[Pointing dataset excerpts]
—————
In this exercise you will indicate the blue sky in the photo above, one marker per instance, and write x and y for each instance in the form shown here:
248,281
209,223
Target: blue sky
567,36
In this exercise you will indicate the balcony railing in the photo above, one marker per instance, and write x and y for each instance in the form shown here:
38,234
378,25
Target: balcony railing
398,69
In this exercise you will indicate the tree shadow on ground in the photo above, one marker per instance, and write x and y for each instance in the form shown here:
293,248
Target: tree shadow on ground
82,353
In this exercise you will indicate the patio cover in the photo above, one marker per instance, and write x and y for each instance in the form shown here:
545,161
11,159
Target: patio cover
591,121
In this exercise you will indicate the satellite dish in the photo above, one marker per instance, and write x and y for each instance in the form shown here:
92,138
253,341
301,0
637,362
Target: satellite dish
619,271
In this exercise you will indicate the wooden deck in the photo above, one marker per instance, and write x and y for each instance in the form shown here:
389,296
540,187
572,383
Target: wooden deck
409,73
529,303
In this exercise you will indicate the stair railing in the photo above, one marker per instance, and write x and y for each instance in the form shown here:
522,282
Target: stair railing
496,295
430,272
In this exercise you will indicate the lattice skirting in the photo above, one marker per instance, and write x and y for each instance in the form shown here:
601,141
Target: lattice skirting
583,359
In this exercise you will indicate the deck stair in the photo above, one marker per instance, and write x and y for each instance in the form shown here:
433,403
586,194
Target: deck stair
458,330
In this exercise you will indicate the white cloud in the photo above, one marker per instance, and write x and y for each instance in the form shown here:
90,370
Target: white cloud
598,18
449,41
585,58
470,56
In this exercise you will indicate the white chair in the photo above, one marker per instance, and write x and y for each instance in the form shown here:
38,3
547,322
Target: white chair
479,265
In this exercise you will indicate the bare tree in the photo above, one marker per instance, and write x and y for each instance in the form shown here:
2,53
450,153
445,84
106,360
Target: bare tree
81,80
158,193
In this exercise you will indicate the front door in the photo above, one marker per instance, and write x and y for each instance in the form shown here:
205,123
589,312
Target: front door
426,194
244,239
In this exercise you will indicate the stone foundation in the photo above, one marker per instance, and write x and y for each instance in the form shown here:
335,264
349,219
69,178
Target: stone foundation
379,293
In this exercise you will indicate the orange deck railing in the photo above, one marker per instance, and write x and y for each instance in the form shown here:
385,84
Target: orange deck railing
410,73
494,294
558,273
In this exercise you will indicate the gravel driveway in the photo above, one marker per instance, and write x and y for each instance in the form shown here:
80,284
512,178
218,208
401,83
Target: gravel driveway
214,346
—————
What is needed:
Retype, exactly and only, the lines running from the one with "In this exercise you will indicate the white cloud" through the final line of the listing above.

Exercise solution:
In this exercise you will indicate the white cloud in the photo above, one marker per instance, and write x and y for each instance in the form shown here:
90,370
Target: white cloud
598,18
449,41
585,58
470,56
In this exercise you will indicate the white chair in the photo above, one marker per instance, and write x and y for each instance in the form shown here:
38,3
547,322
Target: white chair
479,265
In this exercise you will indicate the bare tree in the photo above, one marker per instance, and write x and y for each instance in the form shown here:
2,53
450,153
445,84
106,360
Target: bare tree
81,80
158,193
In this exercise you will indicate the front door in the photo above, one marker per instance, and write x and y for each instance in the form shown here:
205,123
589,312
Target: front door
426,194
244,239
In this exercise you will indicate the stone foundation in the photo above, one marker per instance, and write x and y for each instance in the form shown here:
335,264
349,219
69,178
Target: stone foundation
379,293
In this exercise you will indicate the orange deck railing in the photo above, one marker per instance, and write x and y for each instance in the form shown here:
385,84
Target: orange deck railing
410,73
494,294
558,273
In this exercise you will indicate the gravel driveway in the photo above, one marker per instance, and write x and y for each instance in the form shown here:
80,284
512,178
218,208
401,83
Target: gravel driveway
214,346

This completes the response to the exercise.